Certo, che si tratti di Serie D o Serie A, cambia poco. Nel corso della settimana lavoro per quel momento e ogni volta è un’emozione nuova. Sono reduce da un’operazione al ginocchio (menisco, ndr), questa gioia l’aspettavo da tanto.
Ⓤ: Mani alle orecchie, esultanza rabbiosa. L’aveva preparata?
Assolutamente no, mi è venuta spontanea. Quando segno non penso mai a come esultare. Arriva e basta.
Ⓤ: A proposito di gioie improvvise. Come definirebbe oggi il suo debutto con la maglia del Milan?
Indimenticabile. Credo che il mio esordio in Serie A sia quello che tutti i ragazzini sognano quando iniziano a giocare. Ha dato il la alla mia carriera e non nego che ancora oggi ogni tanto me lo vado a riguardare. È uno splendido ricordo, rivederlo è sempre una gioia.
Ⓤ: Le ha davvero cambiato la vita?
Mi ha dato sicuramente una mano, aiutandomi a iniziare al meglio la carriera. Poi però ho intrapreso un percorso tutto mio e per fortuna sono riuscito a farne tanti altri (119 in totale tra Serie A, B, C e D, ndr).
Ⓤ: Quel giorno, in campo insieme a lei c’erano Nesta, Cafu, Maldini, Pirlo, Seedorf, Ronaldo, Pippo Inzaghi…
Tutti grandissimi campioni, che mi hanno trasmesso soprattutto la cultura del lavoro. Nulla viene per caso. Anche dei fuoriclasse come loro, che in carriera avevano già vinto tutto, lavoravano per migliorarsi, curando ogni minimo dettaglio. Io cercavo solo di apprendere e “rubare” il più possibile da ciascuno di loro. Una cosa mi impressionava in particolare: più vincevano e più avevano fame di vittoria. Quella era la vera forza del Milan.

Ⓤ: Al tempo indossava la maglia rossonera numero 43, la stessa che veste ancora oggi.

▸ **COSA SI CHIEDE**
Trascrivi il tratto dell'intervista che va da "Certo, che si" fino a "rabbiosa. L’aveva preparata?". Le righe che seguono non hanno alcun legame con l'intervista.

(Dati di annotazione sulla posizione degli oggetti)
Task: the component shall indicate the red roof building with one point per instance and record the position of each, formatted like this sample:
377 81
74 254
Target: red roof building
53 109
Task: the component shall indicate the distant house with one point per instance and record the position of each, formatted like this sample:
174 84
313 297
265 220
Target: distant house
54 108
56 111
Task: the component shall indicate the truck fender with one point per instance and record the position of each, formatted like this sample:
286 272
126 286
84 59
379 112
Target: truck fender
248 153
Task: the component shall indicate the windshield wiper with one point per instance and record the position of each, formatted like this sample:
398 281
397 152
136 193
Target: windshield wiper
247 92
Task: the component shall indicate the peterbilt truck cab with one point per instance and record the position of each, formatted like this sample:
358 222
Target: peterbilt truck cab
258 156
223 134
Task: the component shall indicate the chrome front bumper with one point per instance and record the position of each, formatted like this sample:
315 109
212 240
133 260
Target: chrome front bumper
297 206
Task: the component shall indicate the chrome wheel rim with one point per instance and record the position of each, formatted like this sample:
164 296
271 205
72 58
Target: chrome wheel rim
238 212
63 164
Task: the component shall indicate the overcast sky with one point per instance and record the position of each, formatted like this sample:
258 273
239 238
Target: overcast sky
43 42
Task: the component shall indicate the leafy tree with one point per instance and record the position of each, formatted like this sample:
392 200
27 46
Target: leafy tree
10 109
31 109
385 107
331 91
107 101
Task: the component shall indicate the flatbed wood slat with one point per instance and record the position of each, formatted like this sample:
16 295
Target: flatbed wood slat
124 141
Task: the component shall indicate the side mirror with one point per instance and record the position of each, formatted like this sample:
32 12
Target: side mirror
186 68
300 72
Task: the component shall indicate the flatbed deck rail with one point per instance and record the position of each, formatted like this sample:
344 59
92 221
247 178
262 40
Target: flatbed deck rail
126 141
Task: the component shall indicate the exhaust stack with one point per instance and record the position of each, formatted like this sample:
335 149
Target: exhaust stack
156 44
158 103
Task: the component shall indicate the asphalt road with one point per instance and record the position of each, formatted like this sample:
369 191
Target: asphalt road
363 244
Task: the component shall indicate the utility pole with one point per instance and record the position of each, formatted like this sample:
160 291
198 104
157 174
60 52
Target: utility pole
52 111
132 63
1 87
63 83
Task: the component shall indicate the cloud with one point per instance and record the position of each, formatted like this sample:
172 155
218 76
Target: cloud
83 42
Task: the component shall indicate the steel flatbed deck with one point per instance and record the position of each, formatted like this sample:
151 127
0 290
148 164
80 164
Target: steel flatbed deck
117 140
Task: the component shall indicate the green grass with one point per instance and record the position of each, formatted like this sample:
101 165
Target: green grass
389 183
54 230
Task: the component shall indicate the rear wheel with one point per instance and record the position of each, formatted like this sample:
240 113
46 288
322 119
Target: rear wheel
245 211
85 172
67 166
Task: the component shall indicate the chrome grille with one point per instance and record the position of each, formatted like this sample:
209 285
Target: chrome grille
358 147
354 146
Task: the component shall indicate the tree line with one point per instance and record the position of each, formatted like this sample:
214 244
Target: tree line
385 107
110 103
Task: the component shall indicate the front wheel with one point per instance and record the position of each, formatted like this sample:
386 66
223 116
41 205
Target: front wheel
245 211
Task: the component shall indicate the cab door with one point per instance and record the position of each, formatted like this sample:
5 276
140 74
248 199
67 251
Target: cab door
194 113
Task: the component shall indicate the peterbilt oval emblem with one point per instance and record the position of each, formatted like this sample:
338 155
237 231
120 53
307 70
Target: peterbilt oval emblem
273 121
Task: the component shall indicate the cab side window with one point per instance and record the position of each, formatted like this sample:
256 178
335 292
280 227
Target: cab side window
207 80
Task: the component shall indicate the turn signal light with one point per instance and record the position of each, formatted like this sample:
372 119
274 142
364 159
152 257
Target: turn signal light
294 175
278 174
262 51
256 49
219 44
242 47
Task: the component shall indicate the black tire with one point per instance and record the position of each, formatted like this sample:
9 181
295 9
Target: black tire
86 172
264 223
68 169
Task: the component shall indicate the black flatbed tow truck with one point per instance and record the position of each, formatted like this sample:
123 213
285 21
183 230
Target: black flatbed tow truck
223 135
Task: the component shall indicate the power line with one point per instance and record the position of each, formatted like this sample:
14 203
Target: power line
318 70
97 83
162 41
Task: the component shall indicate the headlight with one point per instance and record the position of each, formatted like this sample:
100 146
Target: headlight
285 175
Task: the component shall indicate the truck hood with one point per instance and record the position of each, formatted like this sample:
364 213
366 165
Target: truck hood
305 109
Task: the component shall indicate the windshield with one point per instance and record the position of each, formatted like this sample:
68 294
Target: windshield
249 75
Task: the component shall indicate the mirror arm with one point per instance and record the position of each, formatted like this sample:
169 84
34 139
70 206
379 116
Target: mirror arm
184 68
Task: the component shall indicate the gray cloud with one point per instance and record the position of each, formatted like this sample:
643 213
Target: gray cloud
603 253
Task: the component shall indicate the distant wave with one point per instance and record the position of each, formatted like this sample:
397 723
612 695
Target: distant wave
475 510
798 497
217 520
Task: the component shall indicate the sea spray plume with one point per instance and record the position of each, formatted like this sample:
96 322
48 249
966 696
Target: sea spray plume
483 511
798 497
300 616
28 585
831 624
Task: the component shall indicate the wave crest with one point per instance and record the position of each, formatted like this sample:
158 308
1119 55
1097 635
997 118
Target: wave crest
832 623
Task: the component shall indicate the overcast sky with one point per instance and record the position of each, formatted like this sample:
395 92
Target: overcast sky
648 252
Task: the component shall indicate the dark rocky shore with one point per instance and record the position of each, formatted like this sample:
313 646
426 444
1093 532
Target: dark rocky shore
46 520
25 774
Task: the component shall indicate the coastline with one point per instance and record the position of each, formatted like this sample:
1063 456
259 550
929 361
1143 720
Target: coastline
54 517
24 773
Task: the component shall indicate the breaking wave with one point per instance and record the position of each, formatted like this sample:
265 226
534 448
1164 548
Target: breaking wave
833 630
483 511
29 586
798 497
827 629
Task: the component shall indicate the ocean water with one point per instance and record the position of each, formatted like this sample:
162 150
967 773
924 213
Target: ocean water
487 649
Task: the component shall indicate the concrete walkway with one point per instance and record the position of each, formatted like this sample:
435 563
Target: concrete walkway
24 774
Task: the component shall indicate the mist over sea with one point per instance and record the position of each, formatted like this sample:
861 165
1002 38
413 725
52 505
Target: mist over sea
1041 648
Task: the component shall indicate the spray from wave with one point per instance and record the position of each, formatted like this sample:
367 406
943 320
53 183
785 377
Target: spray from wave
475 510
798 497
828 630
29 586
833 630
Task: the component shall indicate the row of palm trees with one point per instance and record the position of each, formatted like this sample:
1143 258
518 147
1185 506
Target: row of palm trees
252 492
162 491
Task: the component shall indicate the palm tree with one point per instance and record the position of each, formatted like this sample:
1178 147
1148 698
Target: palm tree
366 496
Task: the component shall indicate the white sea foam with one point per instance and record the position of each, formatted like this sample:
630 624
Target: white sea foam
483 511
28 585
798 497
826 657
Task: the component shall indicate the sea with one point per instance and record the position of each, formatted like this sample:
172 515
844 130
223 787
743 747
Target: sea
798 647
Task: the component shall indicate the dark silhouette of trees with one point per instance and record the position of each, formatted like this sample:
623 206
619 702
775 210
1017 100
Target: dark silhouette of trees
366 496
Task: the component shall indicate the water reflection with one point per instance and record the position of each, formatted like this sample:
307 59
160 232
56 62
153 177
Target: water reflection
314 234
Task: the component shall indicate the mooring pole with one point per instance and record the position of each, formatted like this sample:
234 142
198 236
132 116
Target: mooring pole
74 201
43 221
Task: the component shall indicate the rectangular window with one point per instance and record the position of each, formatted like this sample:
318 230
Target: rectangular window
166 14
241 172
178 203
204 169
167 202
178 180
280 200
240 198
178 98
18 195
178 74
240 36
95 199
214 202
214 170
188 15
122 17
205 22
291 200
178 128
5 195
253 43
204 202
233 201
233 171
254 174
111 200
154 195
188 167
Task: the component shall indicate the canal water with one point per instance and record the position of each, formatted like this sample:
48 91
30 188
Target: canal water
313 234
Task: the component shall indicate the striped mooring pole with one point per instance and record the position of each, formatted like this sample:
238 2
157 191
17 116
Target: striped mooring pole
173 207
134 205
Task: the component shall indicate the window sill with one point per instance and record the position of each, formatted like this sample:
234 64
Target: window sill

▸ **COMPITO SVOLTO**
Certo, che si tratti di Serie D o Serie A, cambia poco. Nel corso della settimana lavoro per quel momento e ogni volta è un’emozione nuova. Sono reduce da un’operazione al ginocchio (menisco, ndr), questa gioia l’aspettavo da tanto.
Ⓤ: Mani alle orecchie, esultanza rabbiosa. L’aveva preparata?